TEXTE PROPOSÉ

Ceux qui reprochent à la Chine une politique étrangère trop prudente vont devoir reconsidérer leurs critiques, à l’issue d’un tout récent déplacement du président Xi Jinping en Arabie saoudite et en Iran – deux puissances majeures du Moyen-Orient, aujourd’hui prêtes à se sauter à la gorge. Ces visites d’État témoignent en effet de l’amorce d’une politique étrangère plus active de la part de Xi, et notamment au Moyen-Orient. Cette approche nouvelle soulève ainsi une question importante : la Chine exercera-t-elle sur la région un impact plus constructif que les États-Unis ?

Cette nouvelle implication s’opère de toute évidence à une période extrêmement tendue au Moyen-Orient, à l’heure où la région subit les premières heures d’une nouvelle guerre de Trente Ans, comme l’a affirmé Richard N. Haass, dans laquelle « guerres civiles et conflits par procuration deviennent impossibles à distinguer. » L’un des principaux facteurs à l’origine du chaos actuel – qui illustre la convergence de nombreux conflits et défis profondément ancrés – a résidé dans l’invasion de l’Irak par l’Amérique en 2003. En éliminant le régime sunnite de Saddam Hussein, les États-Unis ont en effet ouvert la voie à un gouvernement conduit par les chiites, évolution qui a fait pencher l’équilibre régional des puissances en faveur de l’Iran, aboutissant à une situation dans laquelle une Arabie saoudite à gouvernance sunnite éprouve le sentiment d’être assiégée par une coalition chiite.

Ceci explique pourquoi l’Iran et l’Arabie saoudite s’impliquent aussi profondément dans la guerre civile syrienne. Chacun des camps a conscience que le sort du régime alaouite du président Bachar el-Assad aura d’importantes retombées sur l’ordre régional. Aux yeux de l’Arabie saoudite, la nécessité de contenir l’Iran se fait d’autant plus importante au lendemain du récent accord conclu autour du programme nucléaire du pays, qui a abouti à la levée de sanctions économiques internationales longtemps constitutives d’obstacle aux ambitions de l’Iran en termes de leadership régional.

Bien entendu, ni l’Arabie saoudite ni l’Iran – ni la Turquie, qui a elle aussi rejoint la compétition pour l’influence régionale – ne souhaitent prendre part à une confrontation directe. Ces pays préfèrent appuyer d’autres acteurs, même si cela doit signifier attiser une dangereuse radicalisation religieuse ainsi qu’une privatisation de la violence. Les mouvements terroristes nés de cette approche – et plus précisément l’État islamique – ne pourront être vaincus via le recours à des opérations de contre-terrorisme traditionnelles.

CONSIGNE 1
Dans les lignes de données, recopiez la partie qui va de la ligne contenant « If you could mark the black filing » jusqu'à la dernière ligne, en substituant « rug » à « floor mat » et sans rien modifier d'autre.
Le texte et les lignes n'ont aucun rapport entre eux.

DONNÉES SOURCES
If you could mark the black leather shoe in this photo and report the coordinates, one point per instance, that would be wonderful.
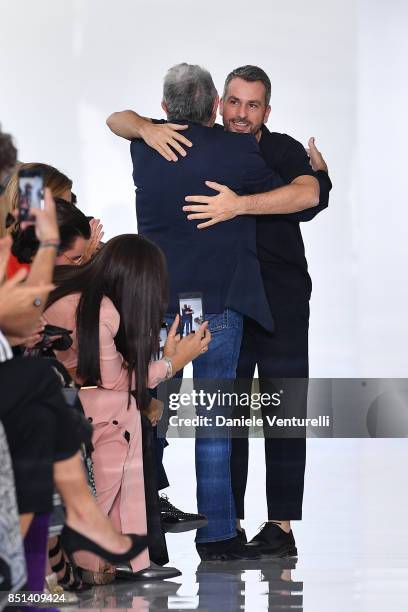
(153, 572)
(242, 535)
(226, 550)
(176, 521)
(273, 541)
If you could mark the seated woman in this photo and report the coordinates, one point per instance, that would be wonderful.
(77, 247)
(74, 230)
(44, 436)
(115, 304)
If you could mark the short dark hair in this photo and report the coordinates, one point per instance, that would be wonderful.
(250, 73)
(189, 93)
(72, 223)
(8, 152)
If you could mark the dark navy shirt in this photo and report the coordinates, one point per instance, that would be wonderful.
(221, 261)
(279, 240)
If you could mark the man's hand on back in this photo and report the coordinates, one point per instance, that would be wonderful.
(222, 207)
(164, 137)
(316, 158)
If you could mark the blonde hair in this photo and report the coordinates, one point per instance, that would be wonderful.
(58, 182)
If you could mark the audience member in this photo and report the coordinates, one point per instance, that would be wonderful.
(115, 304)
(8, 160)
(43, 433)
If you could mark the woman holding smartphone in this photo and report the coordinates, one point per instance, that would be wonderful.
(115, 304)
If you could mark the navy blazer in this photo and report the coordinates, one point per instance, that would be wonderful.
(220, 261)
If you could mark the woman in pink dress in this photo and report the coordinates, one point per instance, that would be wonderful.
(115, 306)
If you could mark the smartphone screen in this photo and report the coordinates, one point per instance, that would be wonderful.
(30, 193)
(191, 312)
(163, 337)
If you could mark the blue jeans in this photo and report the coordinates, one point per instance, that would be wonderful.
(214, 491)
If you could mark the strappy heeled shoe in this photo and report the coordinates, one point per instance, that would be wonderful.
(71, 580)
(72, 541)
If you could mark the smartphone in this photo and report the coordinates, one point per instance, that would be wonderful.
(191, 312)
(164, 332)
(30, 192)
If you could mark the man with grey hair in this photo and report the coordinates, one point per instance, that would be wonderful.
(245, 108)
(221, 264)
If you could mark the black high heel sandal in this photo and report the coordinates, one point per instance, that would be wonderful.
(72, 541)
(71, 580)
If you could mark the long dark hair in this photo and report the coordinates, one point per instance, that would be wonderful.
(131, 271)
(72, 223)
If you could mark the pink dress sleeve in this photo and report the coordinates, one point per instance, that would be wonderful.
(114, 374)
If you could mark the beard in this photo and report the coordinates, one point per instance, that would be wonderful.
(240, 125)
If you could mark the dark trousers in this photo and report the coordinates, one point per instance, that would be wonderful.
(157, 542)
(40, 428)
(278, 355)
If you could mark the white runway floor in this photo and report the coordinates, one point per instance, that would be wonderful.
(352, 542)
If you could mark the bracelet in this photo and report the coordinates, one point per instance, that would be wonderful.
(49, 243)
(169, 373)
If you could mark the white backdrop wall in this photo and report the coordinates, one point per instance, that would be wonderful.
(336, 69)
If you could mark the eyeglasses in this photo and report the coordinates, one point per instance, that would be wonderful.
(74, 261)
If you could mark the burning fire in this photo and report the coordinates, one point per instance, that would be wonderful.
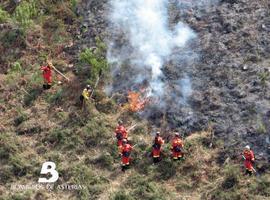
(135, 101)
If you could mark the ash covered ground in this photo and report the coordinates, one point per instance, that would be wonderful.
(227, 67)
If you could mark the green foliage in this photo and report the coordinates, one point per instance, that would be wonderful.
(4, 16)
(20, 196)
(21, 117)
(144, 189)
(96, 59)
(94, 183)
(264, 77)
(167, 169)
(96, 131)
(120, 195)
(8, 147)
(74, 4)
(56, 97)
(14, 37)
(261, 128)
(25, 12)
(104, 160)
(32, 96)
(64, 138)
(261, 186)
(13, 73)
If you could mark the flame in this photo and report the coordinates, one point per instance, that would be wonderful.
(135, 101)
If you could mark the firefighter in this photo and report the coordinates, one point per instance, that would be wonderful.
(249, 160)
(158, 141)
(85, 96)
(125, 152)
(177, 147)
(120, 133)
(47, 75)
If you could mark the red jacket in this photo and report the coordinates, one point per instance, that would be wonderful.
(177, 143)
(120, 132)
(157, 146)
(125, 151)
(47, 74)
(249, 158)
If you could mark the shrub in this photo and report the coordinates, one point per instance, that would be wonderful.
(94, 183)
(104, 161)
(8, 148)
(166, 170)
(4, 16)
(56, 98)
(32, 96)
(96, 59)
(144, 189)
(261, 186)
(64, 138)
(120, 195)
(14, 37)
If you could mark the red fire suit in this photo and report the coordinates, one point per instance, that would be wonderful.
(157, 146)
(120, 133)
(47, 74)
(125, 151)
(177, 145)
(249, 159)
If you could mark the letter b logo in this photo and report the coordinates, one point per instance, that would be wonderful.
(49, 167)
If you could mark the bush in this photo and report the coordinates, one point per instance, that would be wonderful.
(95, 184)
(144, 189)
(8, 148)
(261, 186)
(21, 117)
(166, 170)
(32, 96)
(104, 161)
(64, 138)
(14, 37)
(96, 59)
(56, 98)
(4, 16)
(122, 196)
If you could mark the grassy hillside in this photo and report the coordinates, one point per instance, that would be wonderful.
(38, 126)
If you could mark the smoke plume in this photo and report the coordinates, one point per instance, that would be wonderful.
(142, 43)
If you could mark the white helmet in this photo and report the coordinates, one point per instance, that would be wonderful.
(247, 147)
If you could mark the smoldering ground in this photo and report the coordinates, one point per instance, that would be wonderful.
(147, 51)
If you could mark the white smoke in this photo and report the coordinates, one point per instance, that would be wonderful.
(143, 25)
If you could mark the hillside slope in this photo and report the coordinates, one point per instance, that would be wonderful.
(230, 102)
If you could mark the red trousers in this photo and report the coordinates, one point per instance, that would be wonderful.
(156, 153)
(125, 160)
(177, 155)
(47, 79)
(248, 165)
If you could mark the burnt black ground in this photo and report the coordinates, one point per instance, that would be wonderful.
(230, 74)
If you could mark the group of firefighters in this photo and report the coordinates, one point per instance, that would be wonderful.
(125, 148)
(121, 134)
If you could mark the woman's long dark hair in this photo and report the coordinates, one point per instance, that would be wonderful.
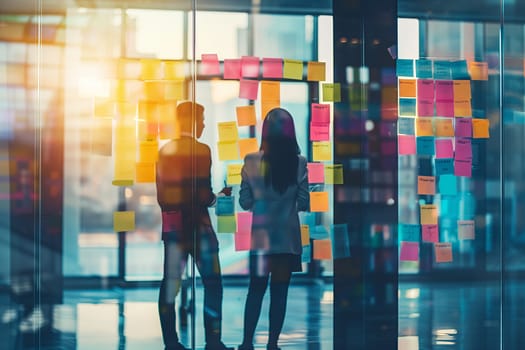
(280, 148)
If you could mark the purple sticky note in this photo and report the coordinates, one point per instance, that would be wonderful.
(232, 68)
(248, 89)
(463, 127)
(444, 148)
(250, 66)
(273, 68)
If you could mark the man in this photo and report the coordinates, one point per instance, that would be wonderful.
(184, 194)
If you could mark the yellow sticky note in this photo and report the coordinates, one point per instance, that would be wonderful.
(233, 175)
(145, 172)
(424, 126)
(228, 131)
(123, 221)
(331, 92)
(407, 88)
(228, 150)
(333, 174)
(322, 151)
(293, 69)
(248, 145)
(318, 201)
(316, 71)
(246, 115)
(428, 214)
(480, 128)
(305, 235)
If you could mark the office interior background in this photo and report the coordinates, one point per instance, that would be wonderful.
(390, 261)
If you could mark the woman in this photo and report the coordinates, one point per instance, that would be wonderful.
(275, 188)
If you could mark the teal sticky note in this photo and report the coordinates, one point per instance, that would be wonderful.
(405, 68)
(424, 69)
(407, 106)
(448, 185)
(425, 145)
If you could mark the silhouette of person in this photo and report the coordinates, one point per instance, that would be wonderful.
(184, 194)
(274, 187)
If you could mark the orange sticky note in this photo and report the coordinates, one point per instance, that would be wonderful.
(246, 115)
(407, 88)
(248, 145)
(318, 201)
(480, 128)
(426, 185)
(316, 71)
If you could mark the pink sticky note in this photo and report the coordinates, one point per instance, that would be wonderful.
(409, 251)
(430, 233)
(463, 127)
(444, 90)
(425, 89)
(406, 144)
(210, 64)
(320, 113)
(315, 172)
(248, 89)
(232, 68)
(444, 148)
(250, 66)
(463, 148)
(463, 167)
(273, 68)
(445, 108)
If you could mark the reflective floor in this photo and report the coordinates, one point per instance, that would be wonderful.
(431, 316)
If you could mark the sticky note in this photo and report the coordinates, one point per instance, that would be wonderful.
(428, 214)
(273, 68)
(407, 87)
(316, 71)
(480, 128)
(430, 233)
(406, 144)
(315, 172)
(322, 249)
(250, 66)
(318, 201)
(426, 185)
(233, 174)
(248, 89)
(293, 69)
(232, 69)
(331, 92)
(248, 145)
(123, 221)
(322, 151)
(210, 64)
(227, 131)
(228, 150)
(409, 251)
(448, 185)
(246, 115)
(443, 252)
(463, 127)
(444, 166)
(443, 127)
(466, 229)
(226, 224)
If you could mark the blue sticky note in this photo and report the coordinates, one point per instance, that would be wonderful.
(442, 70)
(425, 145)
(406, 126)
(444, 166)
(405, 68)
(424, 68)
(448, 185)
(407, 106)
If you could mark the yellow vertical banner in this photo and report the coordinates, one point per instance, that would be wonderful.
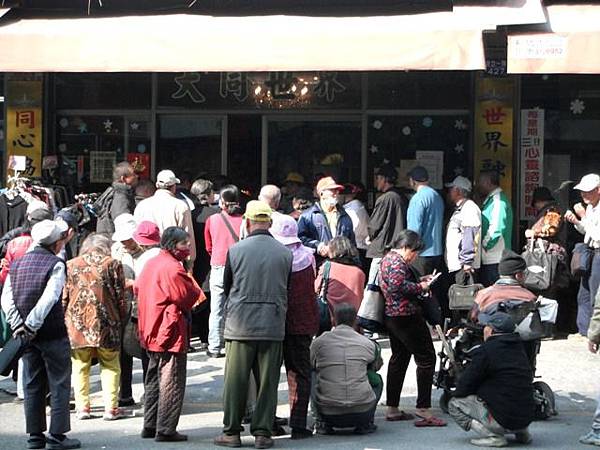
(23, 123)
(493, 132)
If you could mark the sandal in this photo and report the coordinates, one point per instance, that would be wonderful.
(398, 417)
(430, 422)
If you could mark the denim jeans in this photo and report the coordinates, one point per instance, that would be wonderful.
(216, 320)
(588, 287)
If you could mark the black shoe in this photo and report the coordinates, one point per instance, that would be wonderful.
(175, 437)
(61, 442)
(301, 433)
(36, 441)
(127, 402)
(148, 433)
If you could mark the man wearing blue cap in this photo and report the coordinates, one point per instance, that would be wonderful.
(494, 395)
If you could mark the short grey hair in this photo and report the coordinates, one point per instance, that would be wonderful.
(98, 243)
(345, 314)
(271, 195)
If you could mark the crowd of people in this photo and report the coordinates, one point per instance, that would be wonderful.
(278, 281)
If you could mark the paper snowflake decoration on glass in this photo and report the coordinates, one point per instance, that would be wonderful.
(460, 124)
(577, 106)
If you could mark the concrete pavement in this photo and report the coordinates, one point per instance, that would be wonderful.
(566, 366)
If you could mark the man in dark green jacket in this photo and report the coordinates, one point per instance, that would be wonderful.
(256, 285)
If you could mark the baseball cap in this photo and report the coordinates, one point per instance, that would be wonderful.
(147, 233)
(258, 211)
(166, 178)
(328, 183)
(461, 183)
(47, 232)
(588, 183)
(125, 226)
(285, 230)
(419, 173)
(500, 321)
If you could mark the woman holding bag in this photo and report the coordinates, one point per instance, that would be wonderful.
(408, 331)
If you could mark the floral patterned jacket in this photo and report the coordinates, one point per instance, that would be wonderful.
(399, 286)
(94, 301)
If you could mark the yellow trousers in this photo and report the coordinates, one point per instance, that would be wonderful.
(110, 373)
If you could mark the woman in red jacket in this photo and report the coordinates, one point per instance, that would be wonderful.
(166, 295)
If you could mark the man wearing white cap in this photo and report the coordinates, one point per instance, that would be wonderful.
(31, 301)
(166, 210)
(463, 236)
(587, 222)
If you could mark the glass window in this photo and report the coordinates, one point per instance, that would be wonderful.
(398, 139)
(313, 149)
(103, 90)
(420, 90)
(189, 143)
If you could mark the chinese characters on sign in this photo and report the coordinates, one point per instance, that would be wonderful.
(494, 128)
(24, 124)
(532, 157)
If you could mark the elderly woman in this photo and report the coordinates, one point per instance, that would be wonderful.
(346, 280)
(95, 307)
(166, 295)
(409, 334)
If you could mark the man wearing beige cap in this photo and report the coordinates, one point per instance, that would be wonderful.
(166, 210)
(326, 219)
(586, 220)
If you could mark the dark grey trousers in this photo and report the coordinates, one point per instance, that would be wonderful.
(47, 368)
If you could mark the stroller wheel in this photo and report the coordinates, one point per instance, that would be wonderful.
(444, 400)
(545, 405)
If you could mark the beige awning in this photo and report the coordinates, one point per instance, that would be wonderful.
(434, 41)
(573, 46)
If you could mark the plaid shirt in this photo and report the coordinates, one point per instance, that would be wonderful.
(399, 286)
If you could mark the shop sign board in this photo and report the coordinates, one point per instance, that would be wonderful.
(532, 158)
(24, 124)
(493, 133)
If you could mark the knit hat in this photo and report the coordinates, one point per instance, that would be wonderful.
(511, 263)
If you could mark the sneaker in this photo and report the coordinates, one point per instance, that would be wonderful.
(84, 414)
(263, 442)
(490, 441)
(591, 438)
(523, 437)
(61, 442)
(228, 440)
(113, 414)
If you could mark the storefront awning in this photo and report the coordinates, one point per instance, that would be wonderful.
(572, 45)
(181, 42)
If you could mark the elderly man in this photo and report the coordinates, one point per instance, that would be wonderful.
(255, 283)
(463, 236)
(31, 301)
(165, 210)
(345, 396)
(587, 222)
(326, 219)
(496, 225)
(494, 395)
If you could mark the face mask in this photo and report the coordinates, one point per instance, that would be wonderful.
(181, 254)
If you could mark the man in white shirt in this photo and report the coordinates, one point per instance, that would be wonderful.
(165, 210)
(463, 235)
(586, 220)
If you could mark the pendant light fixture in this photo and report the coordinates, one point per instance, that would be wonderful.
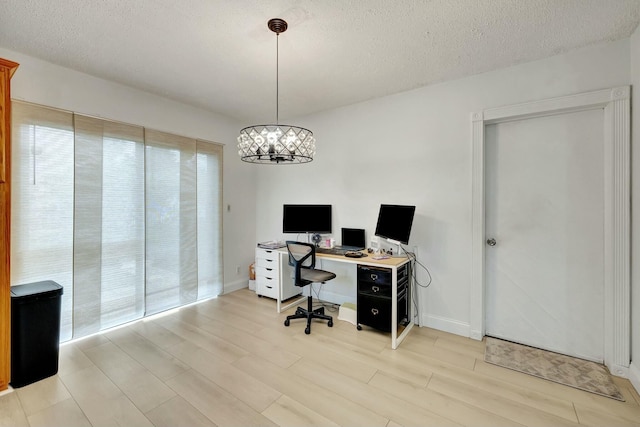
(276, 143)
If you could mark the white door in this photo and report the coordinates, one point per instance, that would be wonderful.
(544, 199)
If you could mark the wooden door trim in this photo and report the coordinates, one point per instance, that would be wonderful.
(7, 68)
(617, 225)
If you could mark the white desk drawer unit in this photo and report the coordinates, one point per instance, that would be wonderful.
(267, 273)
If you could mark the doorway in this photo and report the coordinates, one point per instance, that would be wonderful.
(544, 219)
(615, 104)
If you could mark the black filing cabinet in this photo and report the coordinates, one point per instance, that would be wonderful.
(375, 300)
(35, 331)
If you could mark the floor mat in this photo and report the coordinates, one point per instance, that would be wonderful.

CONSIGNE 2
D'après le texte sur la Chine et le Moyen-Orient, quel pays le président Xi Jinping a-t-il visité en plus de l'Arabie saoudite ?

RÉPONSE 1
If you could mark the black filing cabinet in this photo and report the coordinates, one point per instance, that would be wonderful.
(375, 300)
(35, 331)
If you could mark the rug in this photo and report the coordinates, one point per instance, that would be wonderful.

RÉPONSE 2
L'Iran.